## start

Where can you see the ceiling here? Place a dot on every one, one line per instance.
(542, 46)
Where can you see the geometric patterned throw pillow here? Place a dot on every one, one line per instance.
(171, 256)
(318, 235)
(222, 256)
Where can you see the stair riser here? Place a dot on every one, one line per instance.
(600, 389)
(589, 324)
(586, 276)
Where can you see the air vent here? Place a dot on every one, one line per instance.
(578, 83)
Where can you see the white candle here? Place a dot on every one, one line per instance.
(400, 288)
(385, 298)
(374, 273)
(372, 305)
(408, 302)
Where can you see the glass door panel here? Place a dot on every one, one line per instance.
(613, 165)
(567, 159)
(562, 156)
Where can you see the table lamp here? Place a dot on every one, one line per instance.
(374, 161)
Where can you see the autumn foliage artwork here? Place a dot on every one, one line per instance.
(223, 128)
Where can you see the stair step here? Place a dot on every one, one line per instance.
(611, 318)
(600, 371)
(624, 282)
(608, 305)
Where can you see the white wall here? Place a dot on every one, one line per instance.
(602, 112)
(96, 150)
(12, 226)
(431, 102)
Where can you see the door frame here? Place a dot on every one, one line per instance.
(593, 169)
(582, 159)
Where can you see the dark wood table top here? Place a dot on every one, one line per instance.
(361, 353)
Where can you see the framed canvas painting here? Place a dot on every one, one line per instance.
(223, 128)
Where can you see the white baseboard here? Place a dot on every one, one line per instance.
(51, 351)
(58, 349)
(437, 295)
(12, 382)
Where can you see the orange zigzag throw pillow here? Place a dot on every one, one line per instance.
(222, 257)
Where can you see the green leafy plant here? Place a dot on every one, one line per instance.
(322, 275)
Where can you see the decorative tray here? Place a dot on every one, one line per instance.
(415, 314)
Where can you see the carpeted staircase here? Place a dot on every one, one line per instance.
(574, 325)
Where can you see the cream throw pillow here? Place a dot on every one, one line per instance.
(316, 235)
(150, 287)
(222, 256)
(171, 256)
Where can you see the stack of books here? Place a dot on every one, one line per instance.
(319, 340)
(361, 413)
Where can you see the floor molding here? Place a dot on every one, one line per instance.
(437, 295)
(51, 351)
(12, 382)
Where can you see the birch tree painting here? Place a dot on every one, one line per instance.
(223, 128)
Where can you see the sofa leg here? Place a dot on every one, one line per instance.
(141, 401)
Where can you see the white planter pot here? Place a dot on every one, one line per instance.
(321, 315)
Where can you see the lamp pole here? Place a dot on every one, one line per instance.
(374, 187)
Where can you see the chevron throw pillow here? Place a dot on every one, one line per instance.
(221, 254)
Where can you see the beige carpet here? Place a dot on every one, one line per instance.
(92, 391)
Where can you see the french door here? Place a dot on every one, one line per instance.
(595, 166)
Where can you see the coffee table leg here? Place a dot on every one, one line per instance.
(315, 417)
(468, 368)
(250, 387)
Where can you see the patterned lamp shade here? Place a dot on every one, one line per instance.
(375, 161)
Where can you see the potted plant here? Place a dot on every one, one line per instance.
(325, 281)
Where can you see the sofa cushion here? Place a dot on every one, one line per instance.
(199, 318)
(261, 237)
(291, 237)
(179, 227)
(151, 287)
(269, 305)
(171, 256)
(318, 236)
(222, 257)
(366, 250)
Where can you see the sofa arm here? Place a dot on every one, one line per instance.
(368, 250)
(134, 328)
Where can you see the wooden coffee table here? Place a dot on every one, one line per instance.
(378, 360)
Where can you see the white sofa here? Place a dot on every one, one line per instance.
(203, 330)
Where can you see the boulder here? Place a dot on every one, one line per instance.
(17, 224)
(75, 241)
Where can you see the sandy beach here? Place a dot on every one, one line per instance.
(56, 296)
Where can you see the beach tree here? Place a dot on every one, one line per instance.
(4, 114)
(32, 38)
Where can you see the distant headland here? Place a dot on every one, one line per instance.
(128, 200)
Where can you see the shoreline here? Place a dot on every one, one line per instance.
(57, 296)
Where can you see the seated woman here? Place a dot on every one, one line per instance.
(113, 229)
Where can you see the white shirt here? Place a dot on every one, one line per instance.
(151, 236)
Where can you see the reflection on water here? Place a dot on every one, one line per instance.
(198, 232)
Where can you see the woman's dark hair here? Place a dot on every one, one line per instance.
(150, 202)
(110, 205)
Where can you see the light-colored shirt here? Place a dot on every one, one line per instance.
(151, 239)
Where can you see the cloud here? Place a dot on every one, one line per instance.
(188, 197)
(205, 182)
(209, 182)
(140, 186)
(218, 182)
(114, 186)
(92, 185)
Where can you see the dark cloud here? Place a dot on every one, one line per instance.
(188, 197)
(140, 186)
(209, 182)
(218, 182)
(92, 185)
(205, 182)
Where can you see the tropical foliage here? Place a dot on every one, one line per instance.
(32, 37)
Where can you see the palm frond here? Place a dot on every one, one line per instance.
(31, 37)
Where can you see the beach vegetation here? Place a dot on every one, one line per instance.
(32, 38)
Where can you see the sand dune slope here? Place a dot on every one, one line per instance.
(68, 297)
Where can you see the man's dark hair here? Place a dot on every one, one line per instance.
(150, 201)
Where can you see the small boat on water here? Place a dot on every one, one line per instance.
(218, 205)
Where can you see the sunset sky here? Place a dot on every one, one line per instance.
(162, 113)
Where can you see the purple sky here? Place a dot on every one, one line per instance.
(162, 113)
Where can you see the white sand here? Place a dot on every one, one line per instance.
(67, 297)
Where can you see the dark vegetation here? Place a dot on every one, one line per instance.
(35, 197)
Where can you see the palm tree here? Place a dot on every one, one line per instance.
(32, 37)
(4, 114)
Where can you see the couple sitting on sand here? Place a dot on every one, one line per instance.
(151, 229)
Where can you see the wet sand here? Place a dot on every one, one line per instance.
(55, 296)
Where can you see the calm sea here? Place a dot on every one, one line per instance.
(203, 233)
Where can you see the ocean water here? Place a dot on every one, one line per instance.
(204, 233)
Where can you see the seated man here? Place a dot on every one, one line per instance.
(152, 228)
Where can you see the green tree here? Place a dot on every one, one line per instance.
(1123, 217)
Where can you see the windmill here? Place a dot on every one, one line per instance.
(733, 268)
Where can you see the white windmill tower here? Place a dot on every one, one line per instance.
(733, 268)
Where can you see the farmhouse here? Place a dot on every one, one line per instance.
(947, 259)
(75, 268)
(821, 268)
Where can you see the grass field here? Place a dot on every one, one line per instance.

## end

• THE EXERCISE
Exactly reproduce all of the entries above.

• ANSWER TO THE TASK
Where can you see the ceiling here? Place a dot on every one, one line per instance.
(542, 46)
Where can you see the geometric patterned throw pillow here? Place a dot on every one, one line per instance.
(171, 256)
(318, 235)
(222, 256)
Where can you see the stair riser here? Place a dot on every one, one line per instance.
(600, 389)
(589, 324)
(586, 276)
Where can you see the air vent here? Place a dot on every one, one line per instance.
(578, 83)
Where can you see the white candle here? Place a dot on every one, one line per instance.
(400, 288)
(385, 298)
(374, 273)
(372, 305)
(408, 302)
Where can you see the glass door panel here? Place a dot on every one, one line per instance.
(613, 165)
(567, 159)
(562, 156)
Where can you see the table lamp here? Place a dot on every one, one line per instance.
(374, 161)
Where can you see the autumn foliage artwork here? Place a dot on every one, one line per instance.
(223, 128)
Where can you see the stair step here? Place a dot on every one, one line per instance.
(611, 318)
(600, 371)
(624, 282)
(608, 305)
Where can you see the white wall here? Place a dot on every one, one line per instance.
(602, 112)
(96, 150)
(12, 226)
(431, 102)
Where can you see the door frame here? Place a dot on every one, one line per instance.
(593, 169)
(582, 159)
Where can you see the dark wood table top here? Place a dot on every one, one line per instance.
(361, 353)
Where can you see the framed canvas painting here? Place a dot on every one, one line per instance.
(223, 128)
Where can you see the white baseboard here? Place a dot on every one, one line per instance.
(51, 351)
(58, 349)
(437, 295)
(12, 382)
Where can you see the orange zigzag throw pillow here? Place a dot on every one, one line per instance.
(222, 257)
Where can you see the green leafy plant here? Place a dot on every one, one line per instance.
(322, 275)
Where can you see the decorative tray here? Place a dot on every one, one line per instance.
(415, 314)
Where can you see the carpeted staircase here? Place a dot on every one, one line per instance.
(574, 325)
Where can you see the cream throw pillow here? Place a dot on every one, one line per instance.
(316, 235)
(150, 287)
(222, 256)
(171, 256)
Where can you see the stack of books here? Place a dot on every one, one line per instance.
(319, 340)
(361, 413)
Where can you see the floor molding here? Place a dot on every one, one line per instance.
(437, 295)
(51, 351)
(12, 382)
Where can you see the birch tree painting here? Place a dot on every one, one line per instance.
(223, 128)
Where can you see the sofa leg here? Place a dot on every one, one line per instance.
(141, 401)
Where can you see the white planter pot here? Place a dot on every one, one line per instance.
(321, 315)
Where can you see the lamp pole here? Place a dot on every one, one line per instance.
(374, 187)
Where can you see the chevron throw pillow here? Place a dot on every one, one line per instance.
(221, 254)
Where can you see the beige carpet here? Place a dot on every one, one line per instance.
(92, 391)
Where can you see the french door here? Place a dot on every one, one line per instance.
(595, 166)
Where can you see the coffee table leg here? Place a dot on every one, one line per instance.
(315, 417)
(468, 368)
(250, 387)
Where can you see the patterned lamp shade here? Place a dot on every one, one line per instance.
(375, 161)
Where can you see the potted plant here? Place a dot on every one, one line per instance.
(325, 281)
Where can you see the sofa cushion here? Place a dot on every one, one line per instance.
(199, 318)
(261, 237)
(291, 237)
(179, 227)
(151, 287)
(269, 305)
(171, 256)
(318, 236)
(222, 257)
(366, 250)
Where can you see the sofa arm here? Place a dot on every one, one line per instance.
(368, 250)
(134, 328)
Where can you see the wooden coffee table here? Place a dot on every one, one line per instance.
(378, 360)
Where can you see the white sofa here? Place a dot on every one, one line per instance.
(203, 330)
Where can you see the boulder here? Place a dot on every one, one line per instance.
(17, 224)
(75, 241)
Where can you see the sandy beach here? Place a dot on every one, one line per instance.
(56, 296)
Where can you see the beach tree here? Place a dot on every one, one line per instance.
(4, 114)
(32, 38)
Where can you see the distant headland here? Place a dot on every one, one line per instance.
(128, 200)
Where can you see the shoreline here? Place a dot on every one, one line per instance.
(57, 296)
Where can you see the seated woman here? Place a dot on every one, one line per instance.
(113, 229)
Where can you see the white shirt here? Place a dot on every one, one line per instance.
(151, 236)
Where can you see the reflection on water here? Place a dot on every one, one line per instance.
(198, 232)
Where can you see the woman's dark hair here? Place a dot on every one, one line per instance.
(150, 202)
(110, 205)
Where can you see the light-colored shirt here? Place a dot on every one, one line per instance.
(151, 239)
Where can you see the cloud here? Place a dot on every one, one line per instance.
(188, 197)
(205, 182)
(209, 182)
(140, 186)
(218, 182)
(114, 186)
(92, 185)
Where can you see the dark cloud here? Place a dot on every one, one line per instance.
(188, 197)
(140, 186)
(209, 182)
(218, 182)
(92, 185)
(205, 182)
Where can you see the tropical foliage here? Place a dot on every one, one line per instance.
(32, 37)
Where can you see the palm frond here? Place a dot on every one, one line per instance.
(31, 37)
Where can you see the beach vegetation here? Place a dot on every one, one line per instance.
(32, 38)
Where can you see the sand dune slope here? Place a dot on every one, one line per instance.
(68, 297)
Where can you see the man's dark hair here? Place a dot on every one, one line per instance.
(150, 201)
Where can you see the small boat on water here? Place a dot on every one, one line per instance.
(218, 205)
Where can you see the sunset sky here? Place a dot on every one, one line per instance.
(162, 113)
Where can you see the purple sky here? Place a dot on every one, one line per instance.
(162, 113)
Where can you see the white sand here? Place a dot on every one, one line per instance.
(67, 297)
Where can you see the dark vegetation here? Place a dot on every one, one line per instance.
(35, 197)
Where can you see the palm tree here? Place a dot on every one, one line per instance.
(32, 37)
(4, 114)
Where can you see the couple sitting on sand here? Place a dot on every one, one line per instance.
(151, 229)
Where can you see the wet sand here? Place a dot on every one, one line per instance.
(55, 296)
Where can you see the calm sea here? Place a dot on every one, one line per instance.
(203, 233)
Where can you see the ocean water here? Place a dot on every one, one line per instance.
(204, 233)
Where can you see the seated man here? Place a dot on every one, one line per instance.
(152, 228)
Where can you see the green tree here? Place a dot on every one, one line per instance.
(1123, 217)
Where can you see the windmill here? Place a dot on every one, one line per instance.
(733, 268)
Where can you see the white windmill tower here? Place a dot on every one, one line per instance.
(733, 268)
Where can you see the farmhouse here? Place a dot on every one, one line per instance.
(947, 259)
(75, 268)
(821, 268)
Where can you see the grass field here? Place a dot on every one, one line per instance.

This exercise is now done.